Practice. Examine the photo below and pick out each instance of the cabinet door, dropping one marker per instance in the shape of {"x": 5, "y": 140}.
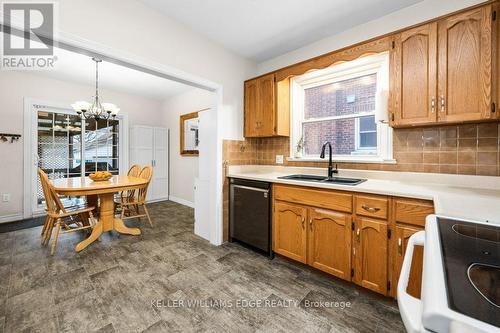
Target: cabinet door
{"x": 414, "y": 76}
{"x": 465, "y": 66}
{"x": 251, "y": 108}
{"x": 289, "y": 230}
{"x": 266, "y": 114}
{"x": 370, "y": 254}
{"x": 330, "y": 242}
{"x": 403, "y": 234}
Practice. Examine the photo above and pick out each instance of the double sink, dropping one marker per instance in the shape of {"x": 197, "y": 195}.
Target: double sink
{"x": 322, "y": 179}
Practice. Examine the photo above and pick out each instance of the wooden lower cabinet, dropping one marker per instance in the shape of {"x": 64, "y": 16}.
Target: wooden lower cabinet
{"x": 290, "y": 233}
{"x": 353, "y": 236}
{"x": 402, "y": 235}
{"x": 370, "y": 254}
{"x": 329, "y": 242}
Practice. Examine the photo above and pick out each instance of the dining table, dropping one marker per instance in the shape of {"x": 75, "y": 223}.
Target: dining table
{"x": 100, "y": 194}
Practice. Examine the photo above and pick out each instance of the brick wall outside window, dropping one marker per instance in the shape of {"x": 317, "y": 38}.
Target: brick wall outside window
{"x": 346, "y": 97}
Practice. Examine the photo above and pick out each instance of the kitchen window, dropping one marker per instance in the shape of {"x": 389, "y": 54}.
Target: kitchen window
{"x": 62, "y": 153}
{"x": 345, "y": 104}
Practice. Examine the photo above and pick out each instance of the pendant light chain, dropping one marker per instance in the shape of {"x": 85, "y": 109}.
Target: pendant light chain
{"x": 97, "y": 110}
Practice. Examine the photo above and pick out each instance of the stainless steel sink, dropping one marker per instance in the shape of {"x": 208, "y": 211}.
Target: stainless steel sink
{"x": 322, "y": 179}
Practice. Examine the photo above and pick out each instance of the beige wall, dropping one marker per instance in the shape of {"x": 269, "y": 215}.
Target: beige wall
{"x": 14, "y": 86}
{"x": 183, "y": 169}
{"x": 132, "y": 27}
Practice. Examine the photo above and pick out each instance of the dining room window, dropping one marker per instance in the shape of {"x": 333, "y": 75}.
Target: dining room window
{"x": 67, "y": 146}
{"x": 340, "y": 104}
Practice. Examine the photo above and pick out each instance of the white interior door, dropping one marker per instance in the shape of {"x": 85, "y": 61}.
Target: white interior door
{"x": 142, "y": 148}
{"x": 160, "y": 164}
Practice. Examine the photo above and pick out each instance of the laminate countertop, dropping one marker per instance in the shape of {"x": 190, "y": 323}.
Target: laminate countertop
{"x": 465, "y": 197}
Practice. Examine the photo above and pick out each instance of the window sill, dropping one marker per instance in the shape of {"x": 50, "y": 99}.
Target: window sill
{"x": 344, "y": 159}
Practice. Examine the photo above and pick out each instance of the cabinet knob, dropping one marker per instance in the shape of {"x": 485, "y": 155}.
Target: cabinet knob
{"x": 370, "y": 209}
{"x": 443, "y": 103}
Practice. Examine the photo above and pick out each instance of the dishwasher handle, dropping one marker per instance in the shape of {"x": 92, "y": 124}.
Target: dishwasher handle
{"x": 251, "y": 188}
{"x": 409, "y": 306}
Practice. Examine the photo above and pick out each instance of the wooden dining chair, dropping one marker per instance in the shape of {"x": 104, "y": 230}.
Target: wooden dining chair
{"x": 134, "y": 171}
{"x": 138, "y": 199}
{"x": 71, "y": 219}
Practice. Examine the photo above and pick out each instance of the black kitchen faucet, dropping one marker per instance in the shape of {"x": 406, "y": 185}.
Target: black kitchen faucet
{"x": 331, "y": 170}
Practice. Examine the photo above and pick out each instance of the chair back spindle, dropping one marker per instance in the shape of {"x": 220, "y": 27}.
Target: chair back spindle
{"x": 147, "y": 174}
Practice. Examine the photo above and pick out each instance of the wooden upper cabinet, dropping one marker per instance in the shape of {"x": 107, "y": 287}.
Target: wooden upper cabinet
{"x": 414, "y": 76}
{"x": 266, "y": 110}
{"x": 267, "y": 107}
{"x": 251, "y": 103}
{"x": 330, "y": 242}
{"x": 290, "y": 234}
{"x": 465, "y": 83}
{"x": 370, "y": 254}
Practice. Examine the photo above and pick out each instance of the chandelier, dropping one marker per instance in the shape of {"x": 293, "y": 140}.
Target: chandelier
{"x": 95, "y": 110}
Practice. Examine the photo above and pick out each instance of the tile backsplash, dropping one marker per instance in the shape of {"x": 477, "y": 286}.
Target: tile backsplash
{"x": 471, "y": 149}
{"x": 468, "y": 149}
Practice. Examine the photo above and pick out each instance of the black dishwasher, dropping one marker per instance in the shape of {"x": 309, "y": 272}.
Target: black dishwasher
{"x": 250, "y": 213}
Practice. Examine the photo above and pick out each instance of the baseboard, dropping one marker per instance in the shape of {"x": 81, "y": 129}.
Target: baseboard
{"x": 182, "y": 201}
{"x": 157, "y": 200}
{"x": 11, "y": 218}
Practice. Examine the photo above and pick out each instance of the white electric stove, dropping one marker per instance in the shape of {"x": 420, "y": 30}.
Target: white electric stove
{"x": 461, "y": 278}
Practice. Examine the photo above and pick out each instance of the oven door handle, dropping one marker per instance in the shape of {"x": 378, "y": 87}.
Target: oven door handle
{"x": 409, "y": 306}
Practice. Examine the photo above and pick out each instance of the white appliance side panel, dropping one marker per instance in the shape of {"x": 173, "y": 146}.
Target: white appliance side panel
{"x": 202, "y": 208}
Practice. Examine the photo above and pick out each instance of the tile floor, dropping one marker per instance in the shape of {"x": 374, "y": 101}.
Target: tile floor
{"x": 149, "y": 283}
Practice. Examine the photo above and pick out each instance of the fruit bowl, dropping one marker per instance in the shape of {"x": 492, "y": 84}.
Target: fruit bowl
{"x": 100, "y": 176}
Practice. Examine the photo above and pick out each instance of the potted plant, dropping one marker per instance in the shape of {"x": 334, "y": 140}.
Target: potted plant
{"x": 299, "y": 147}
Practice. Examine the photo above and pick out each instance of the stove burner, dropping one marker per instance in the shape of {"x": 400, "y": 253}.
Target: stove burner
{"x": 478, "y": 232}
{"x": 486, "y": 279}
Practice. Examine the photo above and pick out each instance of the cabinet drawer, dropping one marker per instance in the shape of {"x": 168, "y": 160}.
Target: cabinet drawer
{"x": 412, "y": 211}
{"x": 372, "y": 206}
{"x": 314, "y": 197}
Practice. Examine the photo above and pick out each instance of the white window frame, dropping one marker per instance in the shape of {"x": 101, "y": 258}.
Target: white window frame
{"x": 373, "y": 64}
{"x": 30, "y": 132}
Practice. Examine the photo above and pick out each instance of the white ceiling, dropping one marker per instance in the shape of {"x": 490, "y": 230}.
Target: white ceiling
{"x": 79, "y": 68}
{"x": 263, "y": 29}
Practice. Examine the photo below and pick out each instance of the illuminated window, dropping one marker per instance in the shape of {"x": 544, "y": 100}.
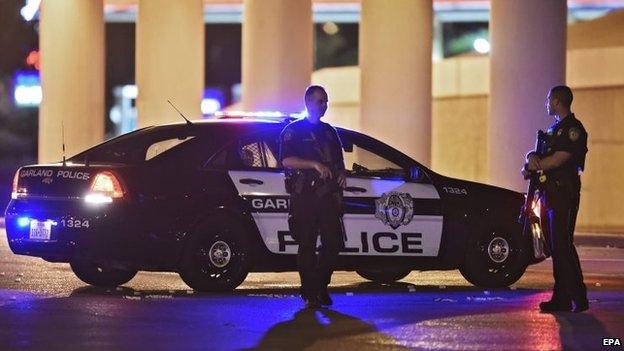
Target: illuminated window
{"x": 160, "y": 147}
================
Challenge :: Skip the pictures. Please copy exactly the lines from the one with "of the oven" through the final line of the material above, both ends included.

Solution to the exercise ::
Practice. Examine the photo above and pick out each instance of the oven door handle, dropping one marker per instance in the shape of {"x": 378, "y": 87}.
Target: oven door handle
{"x": 409, "y": 306}
Practice. Examine the photo above and pick out each instance of the white appliance side panel, dropping one marker per instance in the shape of {"x": 173, "y": 146}.
Target: white appliance side panel
{"x": 202, "y": 208}
Practice. Examine the photo above and pick out each instance of the tile floor, dropping one marker per instance in the shape of {"x": 374, "y": 101}.
Target: tile floor
{"x": 149, "y": 283}
Practice. Examine the photo above and pick out each instance of the fruit bowl, dropping one marker per instance in the shape of {"x": 492, "y": 84}.
Target: fruit bowl
{"x": 100, "y": 176}
Practice. Examine the photo above and pick out each instance of the potted plant, dropping one marker per instance in the shape of {"x": 334, "y": 140}.
Target: potted plant
{"x": 299, "y": 147}
Practice. Examine the photo above and pick out each instance of the stove burner, dropping one marker per instance in the shape of {"x": 400, "y": 253}.
Target: stove burner
{"x": 478, "y": 232}
{"x": 486, "y": 279}
Practice. Examine the photo above and pick out each instance of the cabinet drawer, dropping one marker per instance in the shape of {"x": 168, "y": 160}.
Target: cabinet drawer
{"x": 412, "y": 211}
{"x": 372, "y": 206}
{"x": 314, "y": 197}
Practice. Examine the photo above and pick out each instance of the white window frame, dropping one marker per instance in the shape of {"x": 101, "y": 258}.
Target: white window frame
{"x": 373, "y": 64}
{"x": 30, "y": 132}
Practice. Examine the photo above and pick out each instance of the white ceiling, dropping one marker per instance in the shape of {"x": 490, "y": 230}.
Target: white ceiling
{"x": 79, "y": 68}
{"x": 263, "y": 29}
Practice. Examine the photo below and pick out each instance of the illuminated window, dropping one marker per instance in the shape of {"x": 544, "y": 100}.
Target: illuminated window
{"x": 160, "y": 147}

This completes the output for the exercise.